■ **INSTRUCTION**: Starting with the line that contains "Target: roof ridge", reproduce each line through the end of the entries exactly as written.

■ **Point placement records**:

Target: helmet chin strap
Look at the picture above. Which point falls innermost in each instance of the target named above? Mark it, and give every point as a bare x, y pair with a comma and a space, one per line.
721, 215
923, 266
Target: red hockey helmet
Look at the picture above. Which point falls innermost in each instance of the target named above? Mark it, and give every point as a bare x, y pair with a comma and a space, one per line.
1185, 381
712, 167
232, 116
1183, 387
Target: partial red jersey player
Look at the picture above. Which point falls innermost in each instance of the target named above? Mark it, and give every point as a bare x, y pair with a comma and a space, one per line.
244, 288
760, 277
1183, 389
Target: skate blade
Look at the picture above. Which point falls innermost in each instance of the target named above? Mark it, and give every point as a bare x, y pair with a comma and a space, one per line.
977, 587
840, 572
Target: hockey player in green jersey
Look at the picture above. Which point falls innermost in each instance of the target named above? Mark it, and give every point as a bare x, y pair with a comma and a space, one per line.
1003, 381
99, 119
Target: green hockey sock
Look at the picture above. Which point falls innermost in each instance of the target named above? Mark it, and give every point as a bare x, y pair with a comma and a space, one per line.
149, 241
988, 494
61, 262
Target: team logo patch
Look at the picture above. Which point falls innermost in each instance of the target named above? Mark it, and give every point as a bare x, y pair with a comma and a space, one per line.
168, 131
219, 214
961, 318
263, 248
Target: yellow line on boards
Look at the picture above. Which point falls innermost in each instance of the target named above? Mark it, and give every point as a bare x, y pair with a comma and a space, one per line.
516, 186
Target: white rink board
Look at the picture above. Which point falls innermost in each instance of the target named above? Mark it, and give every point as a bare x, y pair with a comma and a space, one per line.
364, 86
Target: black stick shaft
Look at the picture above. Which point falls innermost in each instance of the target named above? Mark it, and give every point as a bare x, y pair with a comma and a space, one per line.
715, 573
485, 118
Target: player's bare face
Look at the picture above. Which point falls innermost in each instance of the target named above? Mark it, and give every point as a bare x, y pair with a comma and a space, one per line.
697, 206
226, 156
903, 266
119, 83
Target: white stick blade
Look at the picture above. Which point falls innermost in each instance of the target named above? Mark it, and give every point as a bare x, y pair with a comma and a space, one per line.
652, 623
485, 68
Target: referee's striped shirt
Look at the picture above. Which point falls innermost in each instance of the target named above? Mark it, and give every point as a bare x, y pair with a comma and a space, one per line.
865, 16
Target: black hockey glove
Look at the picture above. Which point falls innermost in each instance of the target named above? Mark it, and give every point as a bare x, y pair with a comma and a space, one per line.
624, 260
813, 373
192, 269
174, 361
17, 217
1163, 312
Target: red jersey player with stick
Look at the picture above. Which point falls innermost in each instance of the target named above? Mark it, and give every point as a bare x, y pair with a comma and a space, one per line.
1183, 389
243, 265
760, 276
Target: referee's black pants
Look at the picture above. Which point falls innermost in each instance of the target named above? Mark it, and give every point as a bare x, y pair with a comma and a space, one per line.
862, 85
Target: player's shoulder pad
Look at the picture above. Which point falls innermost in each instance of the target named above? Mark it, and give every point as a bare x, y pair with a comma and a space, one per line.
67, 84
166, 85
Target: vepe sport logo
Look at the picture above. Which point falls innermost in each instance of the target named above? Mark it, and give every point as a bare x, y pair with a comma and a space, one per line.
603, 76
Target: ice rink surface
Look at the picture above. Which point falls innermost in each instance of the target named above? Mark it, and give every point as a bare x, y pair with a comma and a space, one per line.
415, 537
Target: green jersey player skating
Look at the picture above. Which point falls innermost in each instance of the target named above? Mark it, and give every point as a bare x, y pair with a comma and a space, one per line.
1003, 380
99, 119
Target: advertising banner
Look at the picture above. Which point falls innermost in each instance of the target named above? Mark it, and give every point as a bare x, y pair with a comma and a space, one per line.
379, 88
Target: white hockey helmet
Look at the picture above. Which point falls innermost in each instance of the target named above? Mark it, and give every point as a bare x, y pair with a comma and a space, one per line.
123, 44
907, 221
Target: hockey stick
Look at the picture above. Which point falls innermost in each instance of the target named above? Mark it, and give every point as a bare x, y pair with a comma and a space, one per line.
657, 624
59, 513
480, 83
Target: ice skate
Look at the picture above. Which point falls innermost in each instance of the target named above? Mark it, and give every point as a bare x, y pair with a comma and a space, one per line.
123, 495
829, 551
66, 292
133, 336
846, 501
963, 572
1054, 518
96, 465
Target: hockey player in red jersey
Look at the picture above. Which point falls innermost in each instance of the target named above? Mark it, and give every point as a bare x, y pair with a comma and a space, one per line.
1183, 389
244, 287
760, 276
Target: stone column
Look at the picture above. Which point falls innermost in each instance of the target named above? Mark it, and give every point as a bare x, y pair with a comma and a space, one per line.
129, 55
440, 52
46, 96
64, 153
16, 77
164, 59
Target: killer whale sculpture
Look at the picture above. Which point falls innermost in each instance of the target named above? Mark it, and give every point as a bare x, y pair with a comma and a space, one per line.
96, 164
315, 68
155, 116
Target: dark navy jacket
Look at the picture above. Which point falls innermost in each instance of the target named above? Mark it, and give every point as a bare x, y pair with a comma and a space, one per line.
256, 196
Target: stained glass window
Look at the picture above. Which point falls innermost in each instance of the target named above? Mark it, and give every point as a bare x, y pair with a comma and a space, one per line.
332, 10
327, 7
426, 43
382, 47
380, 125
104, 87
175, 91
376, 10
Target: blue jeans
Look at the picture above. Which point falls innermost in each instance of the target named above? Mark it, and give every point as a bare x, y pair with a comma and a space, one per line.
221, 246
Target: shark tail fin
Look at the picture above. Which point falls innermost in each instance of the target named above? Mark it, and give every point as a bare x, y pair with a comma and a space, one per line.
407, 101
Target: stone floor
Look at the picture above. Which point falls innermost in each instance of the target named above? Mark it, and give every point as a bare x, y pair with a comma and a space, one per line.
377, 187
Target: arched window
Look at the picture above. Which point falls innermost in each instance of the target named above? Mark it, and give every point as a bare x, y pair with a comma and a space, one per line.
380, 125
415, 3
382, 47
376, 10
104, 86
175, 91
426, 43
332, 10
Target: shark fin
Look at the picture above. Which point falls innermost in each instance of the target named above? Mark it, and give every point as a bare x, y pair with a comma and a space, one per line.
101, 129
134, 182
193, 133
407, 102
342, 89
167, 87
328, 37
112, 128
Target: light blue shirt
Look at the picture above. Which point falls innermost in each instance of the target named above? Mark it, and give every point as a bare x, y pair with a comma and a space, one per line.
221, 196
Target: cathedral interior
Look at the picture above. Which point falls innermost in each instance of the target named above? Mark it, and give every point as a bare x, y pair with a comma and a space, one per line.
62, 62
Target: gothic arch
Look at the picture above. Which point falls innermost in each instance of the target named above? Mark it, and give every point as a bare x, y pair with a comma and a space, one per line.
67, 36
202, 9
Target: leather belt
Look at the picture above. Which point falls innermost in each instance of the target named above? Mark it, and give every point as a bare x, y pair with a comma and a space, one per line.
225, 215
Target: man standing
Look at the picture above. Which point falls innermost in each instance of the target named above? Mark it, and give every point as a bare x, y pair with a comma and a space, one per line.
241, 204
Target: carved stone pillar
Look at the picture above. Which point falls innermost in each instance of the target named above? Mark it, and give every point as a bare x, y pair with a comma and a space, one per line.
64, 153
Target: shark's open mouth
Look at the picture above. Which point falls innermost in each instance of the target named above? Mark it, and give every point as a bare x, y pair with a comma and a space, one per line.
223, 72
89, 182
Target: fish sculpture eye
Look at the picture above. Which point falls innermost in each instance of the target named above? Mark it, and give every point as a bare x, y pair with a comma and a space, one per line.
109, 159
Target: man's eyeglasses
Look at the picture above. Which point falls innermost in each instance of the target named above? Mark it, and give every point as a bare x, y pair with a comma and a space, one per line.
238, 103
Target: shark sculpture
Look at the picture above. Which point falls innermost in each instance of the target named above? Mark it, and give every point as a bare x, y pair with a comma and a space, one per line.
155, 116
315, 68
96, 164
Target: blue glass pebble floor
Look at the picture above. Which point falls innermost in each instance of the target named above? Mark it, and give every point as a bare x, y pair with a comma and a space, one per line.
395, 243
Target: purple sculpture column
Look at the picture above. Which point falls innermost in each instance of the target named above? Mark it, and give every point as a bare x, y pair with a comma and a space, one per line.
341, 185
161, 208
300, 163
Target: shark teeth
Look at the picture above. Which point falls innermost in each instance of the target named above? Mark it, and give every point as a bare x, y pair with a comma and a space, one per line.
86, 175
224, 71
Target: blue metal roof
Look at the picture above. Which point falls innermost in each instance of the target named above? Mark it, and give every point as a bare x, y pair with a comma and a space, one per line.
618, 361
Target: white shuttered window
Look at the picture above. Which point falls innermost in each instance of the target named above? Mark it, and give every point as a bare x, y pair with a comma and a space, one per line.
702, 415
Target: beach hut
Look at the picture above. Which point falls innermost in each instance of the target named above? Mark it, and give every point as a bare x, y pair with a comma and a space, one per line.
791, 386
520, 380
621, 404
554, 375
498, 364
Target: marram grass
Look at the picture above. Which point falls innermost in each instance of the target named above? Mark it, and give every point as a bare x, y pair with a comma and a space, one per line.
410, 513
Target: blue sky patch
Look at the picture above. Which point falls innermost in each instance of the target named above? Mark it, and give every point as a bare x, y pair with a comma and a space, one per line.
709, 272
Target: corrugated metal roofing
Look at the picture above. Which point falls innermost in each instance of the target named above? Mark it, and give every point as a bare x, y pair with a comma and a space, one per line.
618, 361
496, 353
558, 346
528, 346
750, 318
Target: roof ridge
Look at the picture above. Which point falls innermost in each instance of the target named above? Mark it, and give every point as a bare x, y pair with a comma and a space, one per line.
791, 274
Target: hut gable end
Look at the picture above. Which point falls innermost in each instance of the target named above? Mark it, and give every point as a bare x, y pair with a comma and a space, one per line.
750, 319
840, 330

■ **SOLUTION TO THIS TASK**:
Target: roof ridge
Look at the picture above. Which point falls innermost in each instance of the target named above? Mark it, and give every point as a bare x, y pair with a comma and a space, one per line.
791, 274
Target: hut gable end
Look at the picture above. Which point falls innermost in each instance of the target named above? Mark it, and give every point as a bare x, y pair with a comma and a space, one per line.
750, 319
840, 330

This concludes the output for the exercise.